:: Haber metni

Darbeye karşı demokrasi yürüyüşü 4. gününde | ‘Gökten gündem de indirseler kaybetmeye mahkumlar’

Yayın tarihi: 18 Haziran 2020 Perşembe 12:36 pm - Güncelleme: 18 Haziran 2020 Perşembe 5:55 pm

HDP’nin Meclis darbesine karşı başlattığı “Darbeye karşı demokrasi yürüyüşü” dördüncü gününde. Yürüyüş, İstanbul ve Diyarbakır’dan devam ederken, HDP Grup Başkan Vekili Meral Danış Beştaş ve HDP’li vekiller Meclis’te basın açıklaması yaptı.

Halkların Demokratik Partisi’nin (HDP) Leyla Güven ve Musa Farisoğlulları’nın vekilliklerinin düşürülerek tutuklanmalarının ardından Edirne ve Hakkari’den başlattığı “Darbeye karşı demokrasi yürüyüşü” dördüncü gününde İstanbul ve Diyarbakır’dan devam ediyor. Yürüyüşün Edirne kolunda Beşiktaş’taki DİSK Genel Merkezi’ni ziyaret etti.

Saat 19.00’da Abbasağa Parkı’nda halk buluşması gerçekleştirilecek.

::::

Alıştırma yönergesi —
Demokrasi yürüyüşüyle ilgili haberde "Darbeye karşı demokrasi yürüyüşü 4." ile "Merkezi’ni ziyaret etti." arasındaki bölümü, bu iki ifade de dahil olmak üzere birebir yazın. Bundan sonra gelen veriler haberden bağımsız, ayrı bir malzemedir.

:: Kayıt alıntıları

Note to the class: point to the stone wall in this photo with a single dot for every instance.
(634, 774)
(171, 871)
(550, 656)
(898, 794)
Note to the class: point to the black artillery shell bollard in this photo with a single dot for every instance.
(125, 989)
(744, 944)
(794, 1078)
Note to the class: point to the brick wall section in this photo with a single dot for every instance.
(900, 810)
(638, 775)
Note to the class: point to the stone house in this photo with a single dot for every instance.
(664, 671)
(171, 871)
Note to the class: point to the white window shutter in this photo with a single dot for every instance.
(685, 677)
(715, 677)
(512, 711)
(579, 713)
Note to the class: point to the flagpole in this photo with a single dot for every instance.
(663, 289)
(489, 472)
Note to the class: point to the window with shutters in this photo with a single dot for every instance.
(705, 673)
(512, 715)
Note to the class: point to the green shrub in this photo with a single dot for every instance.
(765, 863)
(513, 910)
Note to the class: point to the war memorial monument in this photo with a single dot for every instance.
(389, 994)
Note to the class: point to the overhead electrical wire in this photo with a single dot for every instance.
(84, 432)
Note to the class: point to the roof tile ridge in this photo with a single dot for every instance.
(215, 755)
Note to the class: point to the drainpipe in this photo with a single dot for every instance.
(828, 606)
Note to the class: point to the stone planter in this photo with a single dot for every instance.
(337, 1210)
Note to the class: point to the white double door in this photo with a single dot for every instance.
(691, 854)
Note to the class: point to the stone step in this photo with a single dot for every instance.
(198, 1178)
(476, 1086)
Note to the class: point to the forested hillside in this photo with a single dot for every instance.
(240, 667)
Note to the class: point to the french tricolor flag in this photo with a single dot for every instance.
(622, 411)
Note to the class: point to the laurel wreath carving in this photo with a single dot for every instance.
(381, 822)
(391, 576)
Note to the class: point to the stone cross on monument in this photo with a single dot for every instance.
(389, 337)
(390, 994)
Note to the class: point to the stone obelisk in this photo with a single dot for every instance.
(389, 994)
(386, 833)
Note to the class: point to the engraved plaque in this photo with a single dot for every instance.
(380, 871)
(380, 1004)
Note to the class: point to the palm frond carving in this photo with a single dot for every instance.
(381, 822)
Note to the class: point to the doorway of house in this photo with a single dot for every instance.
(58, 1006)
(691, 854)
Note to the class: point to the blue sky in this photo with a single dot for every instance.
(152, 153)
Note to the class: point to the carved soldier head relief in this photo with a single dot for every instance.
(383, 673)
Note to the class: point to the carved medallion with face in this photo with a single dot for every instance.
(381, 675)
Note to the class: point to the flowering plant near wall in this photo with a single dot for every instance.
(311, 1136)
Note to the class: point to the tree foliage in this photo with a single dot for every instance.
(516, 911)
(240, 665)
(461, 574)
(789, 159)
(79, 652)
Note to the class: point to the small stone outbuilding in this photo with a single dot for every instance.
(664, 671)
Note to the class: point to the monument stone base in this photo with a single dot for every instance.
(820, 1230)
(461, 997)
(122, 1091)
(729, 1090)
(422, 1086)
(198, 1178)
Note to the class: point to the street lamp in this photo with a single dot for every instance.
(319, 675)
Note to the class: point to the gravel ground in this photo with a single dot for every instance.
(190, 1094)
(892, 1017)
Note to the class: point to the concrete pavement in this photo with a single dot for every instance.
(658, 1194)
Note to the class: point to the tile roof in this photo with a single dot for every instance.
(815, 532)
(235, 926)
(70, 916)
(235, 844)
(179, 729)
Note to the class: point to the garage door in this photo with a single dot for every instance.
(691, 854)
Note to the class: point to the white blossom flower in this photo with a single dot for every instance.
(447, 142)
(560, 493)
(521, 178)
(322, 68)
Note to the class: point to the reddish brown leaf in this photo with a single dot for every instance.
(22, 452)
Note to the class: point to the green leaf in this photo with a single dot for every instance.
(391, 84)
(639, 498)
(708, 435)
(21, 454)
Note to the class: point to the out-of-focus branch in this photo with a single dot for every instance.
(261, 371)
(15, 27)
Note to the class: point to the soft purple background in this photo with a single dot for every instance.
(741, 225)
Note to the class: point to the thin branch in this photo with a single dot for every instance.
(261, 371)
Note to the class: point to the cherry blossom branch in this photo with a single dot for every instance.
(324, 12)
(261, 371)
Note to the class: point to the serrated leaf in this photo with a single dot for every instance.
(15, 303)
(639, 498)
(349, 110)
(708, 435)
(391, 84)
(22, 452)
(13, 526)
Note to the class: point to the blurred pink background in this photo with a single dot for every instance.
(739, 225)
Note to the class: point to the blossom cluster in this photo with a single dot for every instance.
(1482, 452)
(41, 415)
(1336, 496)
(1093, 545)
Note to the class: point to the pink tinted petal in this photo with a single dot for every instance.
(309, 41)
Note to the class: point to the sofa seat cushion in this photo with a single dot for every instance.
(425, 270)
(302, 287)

::::

Görev sonucu —
Darbeye karşı demokrasi yürüyüşü 4. gününde | ‘Gökten gündem de indirseler kaybetmeye mahkumlar’

Yayın tarihi: 18 Haziran 2020 Perşembe 12:36 pm - Güncelleme: 18 Haziran 2020 Perşembe 5:55 pm

HDP’nin Meclis darbesine karşı başlattığı “Darbeye karşı demokrasi yürüyüşü” dördüncü gününde. Yürüyüş, İstanbul ve Diyarbakır’dan devam ederken, HDP Grup Başkan Vekili Meral Danış Beştaş ve HDP’li vekiller Meclis’te basın açıklaması yaptı.

Halkların Demokratik Partisi’nin (HDP) Leyla Güven ve Musa Farisoğlulları’nın vekilliklerinin düşürülerek tutuklanmalarının ardından Edirne ve Hakkari’den başlattığı “Darbeye karşı demokrasi yürüyüşü” dördüncü gününde İstanbul ve Diyarbakır’dan devam ediyor. Yürüyüşün Edirne kolunda Beşiktaş’taki DİSK Genel Merkezi’ni ziyaret etti.